start QUOTED TEXT
# Ladies, thoughts on beards?



## dennisg1 (Jun 5, 2017)

Just want to run a poll to see what you ladies think about different styles of beards/no beard looks.


----------



## Faithful Wife (Oct 31, 2012)

Well personally, I want to marry a straight guy and not be a beard.

(bah dum bum)

I like them, but I also like a clean shave. I do not like long, wiry, bushy ones (on a romantic partner). If it is longer, I want to see it groomed well and tamed and looking good. Some longer beards simply cannot be tamed, and for them I like a medium beard or a short one.

My first husband had a beautiful, thick black beard and stache that would grow in like 2 seconds. I loved the beard, it was silky and soft and beautiful. He kept it at a nice medium length (too short didn't work for him because it was soooo thick). He also had incredible soft chest hair (I know lots of women don't like it, but I loved his. Not all chest hair is created the same).

My second husband has a goatee and stache, fairly sparse compared to first hubby, but looks great on him. I do not think he was even capable of growing a full beard (on his cheeks, etc). He also had great chest hair (though not as lush).

All my other lovers have been clean shaven.

Where I live you see beards of every type and women discuss which types they are willing to date.


----------



## Cat Lady (May 7, 2019)

Depends on the guy. And the beard. My husband has a well trimmed goatee and I like it. Some guys look idiotic with a goatee though. None of them look any good with a huge scraggly beard. Or something weird like those tiny chin beards, what are they called?


----------



## Faithful Wife (Oct 31, 2012)

Cat Lady said:


> Or something weird like those tiny chin beards, what are they called?


Loser patch.


----------



## NobodySpecial (Nov 22, 2013)

Faithful Wife said:


> Well personally, I want to marry a straight guy and not be a beard.
> 
> (bah dum bum)


LOL!


----------



## NobodySpecial (Nov 22, 2013)

Cat Lady said:


> Or something weird like those tiny chin beards, what are they called?


Spit catcher.


----------



## Lila (May 30, 2014)

I love the trend beards on men but I've only dated one guy who had one (big country). Loved combing my fingers through his beard. It looked like the grey bearded guy in this photo


----------



## Faithful Wife (Oct 31, 2012)

^^^ that looks like every dude in Portland.


----------



## Red Sonja (Sep 8, 2012)

If I have to search through your beard to find your lips when going in for a kiss then it's too much.

Around these parts the trend is braids and beads in the beards ...


----------



## Lila (May 30, 2014)

Faithful Wife said:


> ^^^ that looks like every dude in Portland.


And with my penchant for attracting much younger men......I need to move to Portland 😄


----------



## Faithful Wife (Oct 31, 2012)

Lila said:


> And with my penchant for attracting much younger men......I need to move to Portland 😄


Get out here, woman! Grab @FeministInPink on your way and we will go cub hunting! >


----------



## Lila (May 30, 2014)
end QUOTED TEXT
start LISTING
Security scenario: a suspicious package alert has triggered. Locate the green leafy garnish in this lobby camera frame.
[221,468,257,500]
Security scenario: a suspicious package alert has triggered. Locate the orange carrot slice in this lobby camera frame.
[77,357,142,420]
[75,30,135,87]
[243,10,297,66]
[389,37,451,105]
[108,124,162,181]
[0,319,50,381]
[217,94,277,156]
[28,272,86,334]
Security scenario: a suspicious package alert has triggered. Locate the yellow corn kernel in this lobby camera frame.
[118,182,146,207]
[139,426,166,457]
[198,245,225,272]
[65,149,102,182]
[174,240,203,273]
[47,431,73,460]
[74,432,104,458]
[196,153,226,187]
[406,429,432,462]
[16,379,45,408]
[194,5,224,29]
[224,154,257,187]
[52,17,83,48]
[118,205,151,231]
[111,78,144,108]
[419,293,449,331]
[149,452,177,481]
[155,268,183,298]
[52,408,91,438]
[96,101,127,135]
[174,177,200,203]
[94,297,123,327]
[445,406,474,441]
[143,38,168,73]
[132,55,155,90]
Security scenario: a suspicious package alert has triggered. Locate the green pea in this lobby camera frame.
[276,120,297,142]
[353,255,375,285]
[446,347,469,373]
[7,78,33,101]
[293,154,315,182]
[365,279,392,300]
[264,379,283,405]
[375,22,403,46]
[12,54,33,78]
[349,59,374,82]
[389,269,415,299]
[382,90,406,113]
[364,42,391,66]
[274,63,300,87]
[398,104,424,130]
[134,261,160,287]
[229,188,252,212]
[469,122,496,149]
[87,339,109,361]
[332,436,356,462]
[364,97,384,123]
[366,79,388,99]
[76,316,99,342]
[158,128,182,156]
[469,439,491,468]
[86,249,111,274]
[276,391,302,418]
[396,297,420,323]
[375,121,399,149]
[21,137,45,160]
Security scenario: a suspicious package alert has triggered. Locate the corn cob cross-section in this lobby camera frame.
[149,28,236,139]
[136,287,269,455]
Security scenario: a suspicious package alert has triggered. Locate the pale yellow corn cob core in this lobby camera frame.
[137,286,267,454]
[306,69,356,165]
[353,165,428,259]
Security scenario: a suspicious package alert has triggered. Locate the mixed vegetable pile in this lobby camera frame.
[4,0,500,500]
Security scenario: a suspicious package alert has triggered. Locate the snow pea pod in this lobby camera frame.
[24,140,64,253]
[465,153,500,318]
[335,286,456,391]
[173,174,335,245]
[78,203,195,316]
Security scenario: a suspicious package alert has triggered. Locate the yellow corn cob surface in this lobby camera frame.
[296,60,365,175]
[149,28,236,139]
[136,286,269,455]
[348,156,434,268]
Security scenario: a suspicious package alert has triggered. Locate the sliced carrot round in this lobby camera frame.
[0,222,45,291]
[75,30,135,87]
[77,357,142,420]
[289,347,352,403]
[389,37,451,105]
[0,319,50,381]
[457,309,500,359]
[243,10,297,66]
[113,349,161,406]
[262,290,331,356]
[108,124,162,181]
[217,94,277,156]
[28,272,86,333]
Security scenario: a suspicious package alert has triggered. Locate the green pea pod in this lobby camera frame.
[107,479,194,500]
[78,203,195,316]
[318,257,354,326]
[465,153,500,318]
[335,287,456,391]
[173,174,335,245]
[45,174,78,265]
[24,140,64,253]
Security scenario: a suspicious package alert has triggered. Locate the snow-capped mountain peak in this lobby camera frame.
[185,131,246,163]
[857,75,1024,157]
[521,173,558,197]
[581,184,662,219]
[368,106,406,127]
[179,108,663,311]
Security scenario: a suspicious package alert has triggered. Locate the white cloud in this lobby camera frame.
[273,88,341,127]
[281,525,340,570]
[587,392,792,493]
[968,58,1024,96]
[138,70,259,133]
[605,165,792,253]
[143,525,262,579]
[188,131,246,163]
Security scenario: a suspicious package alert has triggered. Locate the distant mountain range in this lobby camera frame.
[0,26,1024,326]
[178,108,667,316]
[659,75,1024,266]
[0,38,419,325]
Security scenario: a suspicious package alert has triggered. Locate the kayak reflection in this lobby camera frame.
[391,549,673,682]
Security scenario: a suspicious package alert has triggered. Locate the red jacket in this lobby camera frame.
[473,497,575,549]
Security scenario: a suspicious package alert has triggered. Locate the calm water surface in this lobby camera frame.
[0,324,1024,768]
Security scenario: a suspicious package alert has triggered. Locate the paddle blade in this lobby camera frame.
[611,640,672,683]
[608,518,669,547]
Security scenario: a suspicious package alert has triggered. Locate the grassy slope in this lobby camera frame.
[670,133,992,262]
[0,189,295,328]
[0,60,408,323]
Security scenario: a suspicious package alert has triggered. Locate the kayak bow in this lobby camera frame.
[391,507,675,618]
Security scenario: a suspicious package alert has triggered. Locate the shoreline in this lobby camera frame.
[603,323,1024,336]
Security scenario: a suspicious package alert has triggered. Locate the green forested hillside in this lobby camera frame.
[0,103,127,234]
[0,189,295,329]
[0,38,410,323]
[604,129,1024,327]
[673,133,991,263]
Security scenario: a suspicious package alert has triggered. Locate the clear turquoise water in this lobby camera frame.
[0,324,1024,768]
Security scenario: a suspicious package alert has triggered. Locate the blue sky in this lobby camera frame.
end LISTING
◆ **BRIEF A**
In the beard thread, what name does Faithful Wife give to the tiny chin beards Cat Lady asks about?
◆ **BRIEF B**
Count the lines of the records that contain the string "surface", and give only the number.
The beard thread and the records are unrelated material.

◆ **EXERCISE SOLUTION A**
Loser patch.

◆ **EXERCISE SOLUTION B**
2